Sandalwood Research Blog

Five Things to Remember When Using Alternative Data

Sandalwood Advisors Best Practices for Using Alternative Data

Alternative data is a hot topic in investment management, with over 90% of hedge funds we speak to saying they plan on incorporating unique data into their research process.  However traditional CIOs and portfolio managers often don’t know where to begin. 

We often hear new users of data say things like, “I’m not going to pay for data unless I can trade on it”. There is the expectation that the data purchased is the end-all-be-all of whatever the data is supposed to provide a perspective on. Or they say, “The data isn’t perfect, I’ll pass”. These are understandable perspectives. Clients want to spend limited research budgets in the most effective way possible. But this type of thinking is unrealistic, and will often lead analysts to ignore data sources that may otherwise be highly useful. It is wishful thinking that one can purchase a single data source and expect to base a large position upon it. Should a perfect data source exist, it would easily be digested by machines, supplanting the role of the investment analyst. Alpha generated from the dataset would eventually be gone. On the other hand, a savvy investment analyst can still build a meaningful edge using more complex and nuanced data sources.

Here are our top 5 things to keep in mind when utilizing alternative data:

  1. Data is not a magic wand.  Would you place a trade on a single expert network call? Would you base your entire thesis on a single source? The answer is a resounding “NO”. Yet over 90% of the hedge funds evaluate a data source on their ability to trade on that single alternative data source. If the data source isn’t able to provide a tradable insight in isolation, then it’s not worth anything right? This unrealistic expectation makes analysts dismiss data that otherwise would be highly useful and actionable when combined with other information sources. Purchasing a dataset doesn’t mean you are suddenly armed with all you need to make an investment. Can data be powerful? Yes. Can data help generate alpha? Absolutely. But keep in mind the following:
    • Do not expect precision from one dataset. Analysts often expect to make precise revenue estimates using a single alternative data source. Is precision possible? Maybe, if you have access to multiple data sources and understand the nuances of each data set. You can have precision if you have 100% of the puzzle. However this is often not the case, and nor should it be expected.
    • Do not expect perfection, ever. A corollary to the above is the unrealistic expectation that the data be perfect. There is no dataset that is perfect in its predictive value, where it is 100% accurate, 100% all of the time. You should not expect this of any dataset you purchase. Equity research recommendations are hardly 100% accurate – yet they still provide value.
    • DO expect inflection points. The easiest way to generate alpha from alternative data is use it to track directional changes and inflection points. Alternative data is very good at providing inflection points ahead of the street. Whether it be sentiment data, transaction data, or shipping data – give it long enough and you will see trends shift the other direction.  If you can identify an inflection point earlier than everyone else, then precision isn’t necessary. Position yourself first, and watch other investors pile in after you. A dataset that can accurately call directional changes in a company’s revenues is not precise, but it is still useful.

### Data provided:
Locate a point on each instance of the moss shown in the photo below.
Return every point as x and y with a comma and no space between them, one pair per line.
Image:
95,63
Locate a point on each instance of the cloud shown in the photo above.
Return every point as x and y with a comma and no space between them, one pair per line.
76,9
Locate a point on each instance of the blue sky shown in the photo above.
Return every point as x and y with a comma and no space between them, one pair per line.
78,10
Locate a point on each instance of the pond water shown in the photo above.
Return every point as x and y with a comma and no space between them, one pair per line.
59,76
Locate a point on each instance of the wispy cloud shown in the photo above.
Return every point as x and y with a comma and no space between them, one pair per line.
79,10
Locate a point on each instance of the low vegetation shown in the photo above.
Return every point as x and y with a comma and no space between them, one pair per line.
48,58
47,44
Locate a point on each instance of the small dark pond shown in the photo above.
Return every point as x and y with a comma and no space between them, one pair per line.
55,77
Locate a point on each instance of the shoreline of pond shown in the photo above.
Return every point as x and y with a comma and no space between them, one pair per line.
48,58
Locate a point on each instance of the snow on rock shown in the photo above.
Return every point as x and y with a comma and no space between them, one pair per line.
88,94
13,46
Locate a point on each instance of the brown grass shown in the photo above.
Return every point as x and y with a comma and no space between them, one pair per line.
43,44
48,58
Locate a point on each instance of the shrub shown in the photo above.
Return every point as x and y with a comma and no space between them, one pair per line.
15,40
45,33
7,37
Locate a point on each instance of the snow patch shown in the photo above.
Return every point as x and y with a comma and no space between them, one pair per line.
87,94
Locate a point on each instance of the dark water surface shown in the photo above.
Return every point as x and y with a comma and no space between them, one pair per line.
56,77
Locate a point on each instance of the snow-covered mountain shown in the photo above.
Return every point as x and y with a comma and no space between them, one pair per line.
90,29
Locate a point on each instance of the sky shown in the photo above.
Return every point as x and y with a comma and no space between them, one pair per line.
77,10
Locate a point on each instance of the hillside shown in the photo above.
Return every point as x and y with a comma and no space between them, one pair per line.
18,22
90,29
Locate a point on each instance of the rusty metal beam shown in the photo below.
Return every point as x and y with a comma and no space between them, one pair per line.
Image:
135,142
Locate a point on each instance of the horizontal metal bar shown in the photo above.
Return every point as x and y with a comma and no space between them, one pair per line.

### What this exercise asks:
(A) Could you reproduce everything from "Alternative data is a" down to "where to begin." in the alternative data post, switching "portfolio managers" for "fund analysts"?
(B) Can you resume the alternative data post after its final sentence?
The rows here were drawn from a separate source.

### Results for each task:
(A)
Alternative data is a hot topic in investment management, with over 90% of hedge funds we speak to saying they plan on incorporating unique data into their research process.  However traditional CIOs and fund analysts often don’t know where to begin.

(B)
  2. Data should tell you something useful and unique. Instead of evaluating a data source by whether you can place trades using that data, seek to evaluate whether the data tells you something new.  If you are using the data to help model a company’s sales, expect the data to tell you something new about the direction, degree, or nature of the company’s sales. When evaluating a new data vendor, ask yourself the following questions:
    • Does the data tell me something I don’t already know? Data should tell you something new or help verify a theory you may have about a company. If it brings you closer to conviction or challenges your thesis – then it’s worth evaluating further.
    • Is the information I obtain using this dataset unique? Data is most valuable if similar insights could not have been gleaned from another source.  If you could have gotten the exact same insight from a channel check or expert network call, then maybe the data isn’t worth buying. But if the data tells you something about a company’s sales that an expert would never be able to tell you – then perhaps you have a dataset worth purchasing.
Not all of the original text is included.